◆ What is asked: Find every line in the entries below that contains the word "query", and copy each of those lines in full.

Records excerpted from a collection
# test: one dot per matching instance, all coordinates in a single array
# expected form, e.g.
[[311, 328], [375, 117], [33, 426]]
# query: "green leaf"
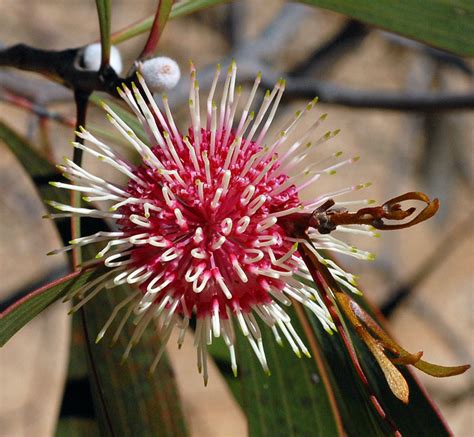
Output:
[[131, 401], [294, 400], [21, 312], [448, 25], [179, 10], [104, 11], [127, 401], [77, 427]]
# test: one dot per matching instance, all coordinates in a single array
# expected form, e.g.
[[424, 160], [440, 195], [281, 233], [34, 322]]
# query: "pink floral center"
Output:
---
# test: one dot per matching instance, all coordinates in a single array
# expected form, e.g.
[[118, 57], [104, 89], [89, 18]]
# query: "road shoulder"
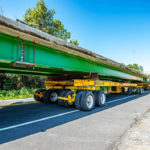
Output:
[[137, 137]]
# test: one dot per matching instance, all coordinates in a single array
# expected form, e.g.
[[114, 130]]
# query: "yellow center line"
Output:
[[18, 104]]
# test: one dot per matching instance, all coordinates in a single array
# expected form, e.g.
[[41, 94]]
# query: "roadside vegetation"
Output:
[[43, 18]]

◆ Output below:
# query: "green leaf"
# query: "pink floral center"
# query: "road shoulder"
# query: "yellow center line"
# query: "roadside vegetation"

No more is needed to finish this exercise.